== Material shown ==
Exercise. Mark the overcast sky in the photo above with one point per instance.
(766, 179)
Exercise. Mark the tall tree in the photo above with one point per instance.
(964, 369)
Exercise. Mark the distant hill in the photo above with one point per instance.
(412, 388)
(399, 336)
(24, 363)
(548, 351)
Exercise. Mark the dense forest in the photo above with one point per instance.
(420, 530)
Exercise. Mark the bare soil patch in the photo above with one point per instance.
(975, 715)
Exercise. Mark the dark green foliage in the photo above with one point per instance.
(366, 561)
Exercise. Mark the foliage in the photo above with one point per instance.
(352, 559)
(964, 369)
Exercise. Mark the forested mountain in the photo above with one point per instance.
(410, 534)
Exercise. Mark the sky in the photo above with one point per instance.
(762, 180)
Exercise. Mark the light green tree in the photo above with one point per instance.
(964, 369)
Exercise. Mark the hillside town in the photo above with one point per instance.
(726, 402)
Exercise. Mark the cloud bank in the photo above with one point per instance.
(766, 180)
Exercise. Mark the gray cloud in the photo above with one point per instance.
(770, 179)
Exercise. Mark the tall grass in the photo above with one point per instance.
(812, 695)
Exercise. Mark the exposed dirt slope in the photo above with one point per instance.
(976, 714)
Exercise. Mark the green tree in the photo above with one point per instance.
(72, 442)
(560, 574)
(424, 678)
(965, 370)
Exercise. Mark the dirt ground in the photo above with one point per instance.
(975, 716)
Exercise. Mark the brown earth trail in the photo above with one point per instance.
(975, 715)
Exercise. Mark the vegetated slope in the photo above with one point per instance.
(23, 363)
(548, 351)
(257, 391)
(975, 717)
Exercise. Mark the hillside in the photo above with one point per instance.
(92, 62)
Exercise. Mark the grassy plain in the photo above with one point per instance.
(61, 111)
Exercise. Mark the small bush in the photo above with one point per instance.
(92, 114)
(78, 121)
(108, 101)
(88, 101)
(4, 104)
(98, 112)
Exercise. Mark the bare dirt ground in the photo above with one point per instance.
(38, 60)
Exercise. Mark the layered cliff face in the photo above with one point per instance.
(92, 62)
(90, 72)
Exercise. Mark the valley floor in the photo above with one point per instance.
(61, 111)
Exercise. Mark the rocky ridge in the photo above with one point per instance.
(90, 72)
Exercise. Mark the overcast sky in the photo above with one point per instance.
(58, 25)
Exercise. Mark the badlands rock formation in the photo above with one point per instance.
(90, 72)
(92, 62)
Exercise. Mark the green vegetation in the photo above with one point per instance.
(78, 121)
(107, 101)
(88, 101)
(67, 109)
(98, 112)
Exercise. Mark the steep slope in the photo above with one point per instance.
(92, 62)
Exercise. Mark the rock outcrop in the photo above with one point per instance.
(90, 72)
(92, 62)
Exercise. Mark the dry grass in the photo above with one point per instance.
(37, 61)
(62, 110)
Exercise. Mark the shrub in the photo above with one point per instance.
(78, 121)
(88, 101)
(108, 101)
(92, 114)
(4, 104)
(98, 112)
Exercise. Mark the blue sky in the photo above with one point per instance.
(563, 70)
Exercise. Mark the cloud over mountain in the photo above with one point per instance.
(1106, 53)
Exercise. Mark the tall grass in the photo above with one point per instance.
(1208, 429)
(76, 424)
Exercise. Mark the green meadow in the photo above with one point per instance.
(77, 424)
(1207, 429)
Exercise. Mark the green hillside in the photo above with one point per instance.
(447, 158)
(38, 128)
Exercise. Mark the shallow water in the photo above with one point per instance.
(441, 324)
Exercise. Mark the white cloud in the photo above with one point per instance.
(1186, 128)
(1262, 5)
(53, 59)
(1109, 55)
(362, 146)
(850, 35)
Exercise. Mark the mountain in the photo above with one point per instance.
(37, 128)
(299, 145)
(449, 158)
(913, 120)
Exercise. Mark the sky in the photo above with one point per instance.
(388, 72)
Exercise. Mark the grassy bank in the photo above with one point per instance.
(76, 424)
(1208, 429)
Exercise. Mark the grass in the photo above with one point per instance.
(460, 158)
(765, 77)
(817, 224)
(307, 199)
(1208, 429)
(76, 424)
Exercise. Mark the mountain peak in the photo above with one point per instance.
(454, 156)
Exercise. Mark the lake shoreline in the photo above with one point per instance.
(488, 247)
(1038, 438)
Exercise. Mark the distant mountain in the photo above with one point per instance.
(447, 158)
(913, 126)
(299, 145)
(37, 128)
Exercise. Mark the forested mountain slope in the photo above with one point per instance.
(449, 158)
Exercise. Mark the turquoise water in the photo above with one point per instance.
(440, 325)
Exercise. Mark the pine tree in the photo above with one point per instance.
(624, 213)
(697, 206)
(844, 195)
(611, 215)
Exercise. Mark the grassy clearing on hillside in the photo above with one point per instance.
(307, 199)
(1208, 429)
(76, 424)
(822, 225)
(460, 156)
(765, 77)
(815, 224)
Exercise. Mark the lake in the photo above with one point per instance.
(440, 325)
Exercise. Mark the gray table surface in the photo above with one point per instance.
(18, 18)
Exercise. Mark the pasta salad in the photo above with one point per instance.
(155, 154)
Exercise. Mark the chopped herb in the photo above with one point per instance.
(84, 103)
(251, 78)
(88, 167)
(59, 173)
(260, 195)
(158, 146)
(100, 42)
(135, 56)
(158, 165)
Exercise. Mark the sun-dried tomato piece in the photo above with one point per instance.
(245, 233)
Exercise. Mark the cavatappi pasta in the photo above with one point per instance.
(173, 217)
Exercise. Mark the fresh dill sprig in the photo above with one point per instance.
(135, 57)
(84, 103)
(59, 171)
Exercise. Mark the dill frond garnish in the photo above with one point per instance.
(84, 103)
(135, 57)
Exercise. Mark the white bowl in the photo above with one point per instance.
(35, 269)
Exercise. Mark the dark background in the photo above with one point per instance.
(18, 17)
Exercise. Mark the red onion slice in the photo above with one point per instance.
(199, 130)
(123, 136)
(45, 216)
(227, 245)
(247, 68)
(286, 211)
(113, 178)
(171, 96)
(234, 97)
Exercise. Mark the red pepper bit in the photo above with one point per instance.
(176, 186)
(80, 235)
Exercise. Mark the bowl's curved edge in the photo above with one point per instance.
===
## [Work to complete]
Render the lines of the data as a numbered list, starting at the line that contains "Exercise. Mark the cavatappi" and ending at the end of the data, with blank lines left out.

## [Result of the task]
1. Exercise. Mark the cavatappi pasta in the photo above with one point per instance.
2. (173, 217)
3. Exercise. Mark the fresh dill sprig in the photo above with one point per instance.
4. (135, 57)
5. (84, 103)
6. (59, 171)
7. Exercise. Mark the dill frond garnish in the photo above with one point per instance.
8. (84, 103)
9. (135, 57)
10. Exercise. Mark the white bowl in the photo above with one point per instance.
11. (35, 269)
12. Exercise. Mark the dark background in the photo above with one point per instance.
13. (18, 17)
14. Exercise. Mark the red onion slice in the photo above with one point per instance.
15. (199, 130)
16. (123, 136)
17. (45, 216)
18. (227, 245)
19. (247, 68)
20. (286, 211)
21. (113, 178)
22. (171, 96)
23. (234, 97)
24. Exercise. Mark the red pepper bit in the photo above with one point per instance.
25. (176, 186)
26. (80, 235)
27. Exercise. Mark the bowl's curved edge in the photo above with one point per instance.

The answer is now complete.